(TEXT FOR ANALYSIS)
------

The main health measurements of interest were risk factors for diabetes and cardiovascular disease, including:
- Insulin sensitivity. Taken via an oral glucose tolerance test, this shows how the body metabolises carbohydrates – specifically, how sensitive your body is to the effect of insulin. A tendency towards glucose intolerance can be a sign of higher risk of developing diabetes in the future.
- LDL cholesterol – so-called “bad cholesterol”.
- HDL cholesterol – so-called “good cholesterol”.
- Blood fat levels.
- Systolic blood pressure – the top number in a standard blood pressure measurement representing blood pressure as the heart contracts.
The analysis was restricted to people who had successfully completed the two diets, one after another, with the two-week gap in the middle.
What were the basic results?
Of the 189 randomised to start the trial, 163 completed enough of the study to be included in the final analysis. Compliance to the diets was high. The average BMI was 32 (BMI above 30 is classed as “obese”) – 92% of participants were obese or heavier. Around a quarter of people (26%) were defined as having high blood pressure. The main findings fell into three groups, summarised below.
Low-GI, high-carbohydrate diet, compared with high-GI, high-carbohydrate diet
- insulin sensitivity worsened by 20%
- bad cholesterol increased by 6%
- good cholesterol, blood fat levels and systolic blood pressure were not any different between the groups
Low-GI, low-carbohydrate diet, compared with high-GI, low-carbohydrate diet
- blood fat levels reduced by 5%
- all other measures were not different between the groups
Low-GI, low-carbohydrate diet, compared with high-GI, high-carbohydrate diet
- blood fat levels reduced by 23%
- all other measures were not different between the groups
The researchers’ main conclusion was that: “In the context of an overall DASH-type diet [a diet to prevent or help people with high blood pressure], using GI to select specific foods may not improve cardiovascular risk factors or insulin resistance.”
This RCT showed that low-GI diets might not reduce risk factors for diabetes and cardiovascular disease in a group of mainly obese adults. All of these adults were free from diabetes or current cardiovascular disease, although a quarter of them had high blood pressure, and some may have had borderline high blood pressure.

------

(Records from a collection)
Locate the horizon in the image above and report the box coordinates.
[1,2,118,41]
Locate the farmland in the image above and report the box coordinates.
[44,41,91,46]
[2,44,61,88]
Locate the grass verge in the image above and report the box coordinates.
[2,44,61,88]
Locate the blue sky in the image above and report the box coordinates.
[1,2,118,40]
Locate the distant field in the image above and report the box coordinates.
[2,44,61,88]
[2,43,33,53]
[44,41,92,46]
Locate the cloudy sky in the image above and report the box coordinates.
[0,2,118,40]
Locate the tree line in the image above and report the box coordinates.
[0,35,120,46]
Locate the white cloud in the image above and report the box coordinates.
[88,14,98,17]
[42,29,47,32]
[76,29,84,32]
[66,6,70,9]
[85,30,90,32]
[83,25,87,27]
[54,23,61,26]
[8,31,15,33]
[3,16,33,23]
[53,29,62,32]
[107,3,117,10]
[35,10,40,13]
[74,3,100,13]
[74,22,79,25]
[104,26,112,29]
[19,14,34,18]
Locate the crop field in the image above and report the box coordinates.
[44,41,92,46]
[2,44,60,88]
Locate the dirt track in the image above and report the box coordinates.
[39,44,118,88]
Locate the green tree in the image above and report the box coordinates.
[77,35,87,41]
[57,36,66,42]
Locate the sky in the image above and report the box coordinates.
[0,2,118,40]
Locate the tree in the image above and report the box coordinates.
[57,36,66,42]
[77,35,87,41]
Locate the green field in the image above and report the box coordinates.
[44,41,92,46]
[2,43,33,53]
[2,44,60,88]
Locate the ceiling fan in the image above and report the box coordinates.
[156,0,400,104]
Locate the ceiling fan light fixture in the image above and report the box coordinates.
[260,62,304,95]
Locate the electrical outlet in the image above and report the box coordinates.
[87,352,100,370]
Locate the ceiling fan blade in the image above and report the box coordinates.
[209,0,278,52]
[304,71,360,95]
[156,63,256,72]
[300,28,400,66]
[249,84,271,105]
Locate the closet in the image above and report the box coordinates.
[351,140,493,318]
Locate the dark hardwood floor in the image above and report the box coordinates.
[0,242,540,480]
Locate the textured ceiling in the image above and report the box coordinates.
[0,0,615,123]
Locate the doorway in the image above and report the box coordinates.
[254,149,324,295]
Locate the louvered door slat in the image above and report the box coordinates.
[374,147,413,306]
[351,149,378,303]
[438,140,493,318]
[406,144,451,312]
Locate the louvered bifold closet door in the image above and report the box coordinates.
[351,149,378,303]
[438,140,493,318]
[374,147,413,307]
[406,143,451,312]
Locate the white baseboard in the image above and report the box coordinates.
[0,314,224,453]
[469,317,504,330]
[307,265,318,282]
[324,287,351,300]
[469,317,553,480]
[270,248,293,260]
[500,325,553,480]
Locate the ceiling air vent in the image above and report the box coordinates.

------

(TASKS FOR THIS EXERCISE)
**1.** Can you copy the passage on the low-GI diet study word for word, from "- HDL cholesterol" to "groups, summarised below."?
**2.** How would you continue the passage on the low-GI diet study after its last sentence?

(RESULTS OF THE TASKS)
**1.**
- HDL cholesterol – so-called “good cholesterol”.
- Blood fat levels.
- Systolic blood pressure – the top number in a standard blood pressure measurement representing blood pressure as the heart contracts.
The analysis was restricted to people who had successfully completed the two diets, one after another, with the two-week gap in the middle.
What were the basic results?
Of the 189 randomised to start the trial, 163 completed enough of the study to be included in the final analysis. Compliance to the diets was high. The average BMI was 32 (BMI above 30 is classed as “obese”) – 92% of participants were obese or heavier. Around a quarter of people (26%) were defined as having high blood pressure. The main findings fell into three groups, summarised below.

**2.**
As such, the trial’s participants were a specific group. This means that the results may not be relevant to the general population or other subgroups – for example, those who are a healthy weight or have an existing medical condition, such as diabetes.
However, compliance to the dietary interventions was high and the statistics seemed sound, thereby increasing our confidence in the results. If the findings were replicated in other studies, or if this trial had included more participants and/or been longer in duration, we could have some confidence in saying that for this group, the GI diet did not have the expected benefits. However, for example, if any of the effects of GI took longer than five weeks to occur, this study will not have picked them up.
The authors themselves make the points that GI is only one attribute of carbohydrate-containing foods. They said: “Further, nutrients often cluster. Hence, the effects of GI, if any, might actually result from other nutrients, such as fibre, potassium and polyphenols, which favourably affect health.”
The study achieved a high compliance to the diets, through food diaries and observation. If this was attempted in real life, compliance would be much less. This would mean that any GI effects would probably be even smaller than was found in this study.
For this group of overweight people, the evidence of the GI diet reducing certain risk factors for cardiovascular disease and diabetes is lacking. The diet certainly haven’t been “debunked” for “most healthy people”, as the Mail Online claimed.